→ **Texte à lire**:

"""

Le CPCO dispose de "joints" aux compétences géostratégiques, permettant de diviser la planète en théâtres d’opérations, de joints aux compétences fonctionnelles, pour déterminer la logistique, la communication, et le renseignement, et enfin de cellules d’experts où on retrouve notamment des officiers de liaison.

Liste des épisodes :

1 : La Tête
2 : Les Forces françaises à l'étranger
3 : Les Services Inter-Armées

Sources
:

- Le site du Ministère de la Défense
- Les sites qui en découlent

dimanche 13 décembre 2015

Armées d’Aujourd’hui 01 - L’Armée de Terre française - Présentation Historique (1)

"""

→ **Énoncé A**: Relevez chaque ligne des enregistrements où figure la chaîne « dried », en tenant compte de la casse.

Éléments d'étiquetage de régions:
"""

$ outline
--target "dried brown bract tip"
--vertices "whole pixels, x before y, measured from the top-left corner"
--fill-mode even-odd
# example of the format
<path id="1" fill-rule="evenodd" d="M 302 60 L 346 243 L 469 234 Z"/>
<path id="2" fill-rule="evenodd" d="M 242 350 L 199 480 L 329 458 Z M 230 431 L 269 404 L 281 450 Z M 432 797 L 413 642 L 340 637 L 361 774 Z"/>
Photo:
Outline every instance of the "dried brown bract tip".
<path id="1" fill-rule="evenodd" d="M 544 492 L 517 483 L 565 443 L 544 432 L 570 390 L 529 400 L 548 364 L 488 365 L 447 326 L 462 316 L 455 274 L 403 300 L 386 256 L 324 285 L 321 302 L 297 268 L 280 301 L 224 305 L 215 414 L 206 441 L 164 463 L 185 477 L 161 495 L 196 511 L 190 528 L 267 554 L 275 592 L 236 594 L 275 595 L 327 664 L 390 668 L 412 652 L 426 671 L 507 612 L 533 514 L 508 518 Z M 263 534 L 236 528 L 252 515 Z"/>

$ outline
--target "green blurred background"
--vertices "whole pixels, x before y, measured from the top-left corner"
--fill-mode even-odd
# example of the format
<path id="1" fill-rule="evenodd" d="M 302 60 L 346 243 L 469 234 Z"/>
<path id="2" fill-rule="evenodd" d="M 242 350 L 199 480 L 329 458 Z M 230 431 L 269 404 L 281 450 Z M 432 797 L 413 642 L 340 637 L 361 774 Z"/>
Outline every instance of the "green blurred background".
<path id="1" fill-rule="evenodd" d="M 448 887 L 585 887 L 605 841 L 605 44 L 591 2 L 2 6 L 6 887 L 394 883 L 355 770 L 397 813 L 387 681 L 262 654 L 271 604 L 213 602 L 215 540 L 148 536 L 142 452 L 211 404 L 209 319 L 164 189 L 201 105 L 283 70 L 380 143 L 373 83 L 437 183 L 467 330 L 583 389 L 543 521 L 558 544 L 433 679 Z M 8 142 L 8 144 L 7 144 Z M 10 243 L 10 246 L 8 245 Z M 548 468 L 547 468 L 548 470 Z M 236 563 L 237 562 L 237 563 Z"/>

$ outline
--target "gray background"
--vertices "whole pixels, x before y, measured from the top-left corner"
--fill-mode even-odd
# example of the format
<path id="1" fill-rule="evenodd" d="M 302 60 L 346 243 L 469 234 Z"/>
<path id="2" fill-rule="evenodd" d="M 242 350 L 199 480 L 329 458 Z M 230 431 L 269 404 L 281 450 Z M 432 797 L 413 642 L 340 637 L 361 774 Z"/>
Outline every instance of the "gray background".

"""

→ **Énoncé B**: Restituez mot pour mot le passage du texte sur le CPCO qui va de « 1 : La Tête » à « Présentation Historique (1) ».

→ **Réponse rédigée A**:
--target "dried brown bract tip"
Outline every instance of the "dried brown bract tip".

→ **Réponse rédigée B**:
1 : La Tête
2 : Les Forces françaises à l'étranger
3 : Les Services Inter-Armées

Sources
:

- Le site du Ministère de la Défense
- Les sites qui en découlent

dimanche 13 décembre 2015

Armées d’Aujourd’hui 01 - L’Armée de Terre française - Présentation Historique (1)